---------- FRAGMENTO DEL DOCUMENTO
Jueves, 31 de diciembre de 2009 | Hoy
IN CORPORE
El verano es ese tiempo en donde el agua puede ser hamaca, el cuerpo un sitio libre de tirantes en el cuello y ropas como repollos. El verano es esa estación que invita a que los dedos se descubran en los pies como individualidades que pueden estirarse, mojarse, pintarse, descalzarse o calzarse plataformas para navegar en la planta que sostiene al cuerpo y centra la caminata. El verano es esa temporada en que el tiempo sin tiempo tiene tiempo y las piernas pueden estirarse, los ojos cerrarse y la espalda doblarse haciendo lo que se supone que hay que hacer en verano: estirarse, remolonear, dormir, tomar sol, echarse.
--------------------
**TUS INSTRUCCIONES:**
Traduce al inglés esta oración del texto sobre el verano: "El verano es ese tiempo en donde el agua puede ser hamaca, el cuerpo un sitio libre de tirantes en el cuello y ropas como repollos." Las filas no tienen relación con el texto sobre el verano.
---------- DATOS DE ORIGEN
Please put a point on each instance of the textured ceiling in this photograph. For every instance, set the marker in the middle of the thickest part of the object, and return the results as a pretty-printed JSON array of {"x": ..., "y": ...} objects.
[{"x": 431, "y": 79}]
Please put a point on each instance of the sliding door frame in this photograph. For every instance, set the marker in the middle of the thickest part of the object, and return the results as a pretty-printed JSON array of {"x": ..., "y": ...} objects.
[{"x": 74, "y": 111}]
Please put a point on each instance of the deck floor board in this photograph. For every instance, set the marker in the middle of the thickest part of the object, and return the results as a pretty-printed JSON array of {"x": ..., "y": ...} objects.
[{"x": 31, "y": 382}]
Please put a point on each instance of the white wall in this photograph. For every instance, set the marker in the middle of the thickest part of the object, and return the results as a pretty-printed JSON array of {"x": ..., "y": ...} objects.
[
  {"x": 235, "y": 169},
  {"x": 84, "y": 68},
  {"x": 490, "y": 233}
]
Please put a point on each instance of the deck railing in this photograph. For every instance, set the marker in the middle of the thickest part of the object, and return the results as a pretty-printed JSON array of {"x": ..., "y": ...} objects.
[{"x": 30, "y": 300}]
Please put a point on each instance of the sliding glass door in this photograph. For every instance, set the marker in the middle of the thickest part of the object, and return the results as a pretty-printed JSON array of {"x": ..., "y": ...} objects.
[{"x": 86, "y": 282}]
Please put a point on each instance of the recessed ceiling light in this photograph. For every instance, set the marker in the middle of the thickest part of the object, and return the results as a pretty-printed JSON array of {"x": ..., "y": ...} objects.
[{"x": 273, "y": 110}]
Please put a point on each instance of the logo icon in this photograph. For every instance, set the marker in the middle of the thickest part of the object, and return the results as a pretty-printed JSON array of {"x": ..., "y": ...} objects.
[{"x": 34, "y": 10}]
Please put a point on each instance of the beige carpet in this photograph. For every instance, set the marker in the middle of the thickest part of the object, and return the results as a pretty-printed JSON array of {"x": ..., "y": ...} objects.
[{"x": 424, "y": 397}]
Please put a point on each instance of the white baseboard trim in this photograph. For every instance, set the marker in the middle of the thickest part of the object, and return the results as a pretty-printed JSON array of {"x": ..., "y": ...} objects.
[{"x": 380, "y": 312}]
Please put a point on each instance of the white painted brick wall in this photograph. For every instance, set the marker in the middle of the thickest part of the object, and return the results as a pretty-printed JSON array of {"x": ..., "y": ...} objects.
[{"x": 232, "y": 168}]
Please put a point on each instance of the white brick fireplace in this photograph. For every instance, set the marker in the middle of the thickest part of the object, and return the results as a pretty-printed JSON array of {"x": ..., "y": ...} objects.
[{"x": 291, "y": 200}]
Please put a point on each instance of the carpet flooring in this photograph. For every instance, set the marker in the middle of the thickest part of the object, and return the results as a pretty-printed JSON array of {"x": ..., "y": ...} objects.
--------------------
**RESPUESTA A LA TAREA:**
Summer is that time when water can be a hammock, the body a place free of straps around the neck and clothes like cabbages.